Gather every line in the records below that contains the string "this", and copy each of those lines unchanged.

**DATA TO PROCESS:**
════════════════════

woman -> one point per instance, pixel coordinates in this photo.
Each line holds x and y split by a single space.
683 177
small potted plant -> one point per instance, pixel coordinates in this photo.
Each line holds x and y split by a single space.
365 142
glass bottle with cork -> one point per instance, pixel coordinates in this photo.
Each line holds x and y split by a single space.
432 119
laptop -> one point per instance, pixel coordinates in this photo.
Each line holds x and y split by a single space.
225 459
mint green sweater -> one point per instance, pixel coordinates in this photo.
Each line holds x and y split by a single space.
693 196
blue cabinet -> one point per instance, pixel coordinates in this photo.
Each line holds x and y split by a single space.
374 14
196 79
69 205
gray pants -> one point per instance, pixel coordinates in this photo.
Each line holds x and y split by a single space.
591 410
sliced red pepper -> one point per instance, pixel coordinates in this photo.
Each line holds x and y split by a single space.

════════════════════

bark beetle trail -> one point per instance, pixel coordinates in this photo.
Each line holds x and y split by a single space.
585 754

════════════════════

**THE COMPLETED TASK:**
woman -> one point per instance, pixel coordinates in this photo.
small potted plant -> one point per instance, pixel coordinates in this photo.
glass bottle with cork -> one point per instance, pixel coordinates in this photo.
laptop -> one point per instance, pixel coordinates in this photo.
mint green sweater -> one point per instance, pixel coordinates in this photo.
blue cabinet -> one point per instance, pixel coordinates in this photo.
gray pants -> one point per instance, pixel coordinates in this photo.
sliced red pepper -> one point per instance, pixel coordinates in this photo.
bark beetle trail -> one point per instance, pixel coordinates in this photo.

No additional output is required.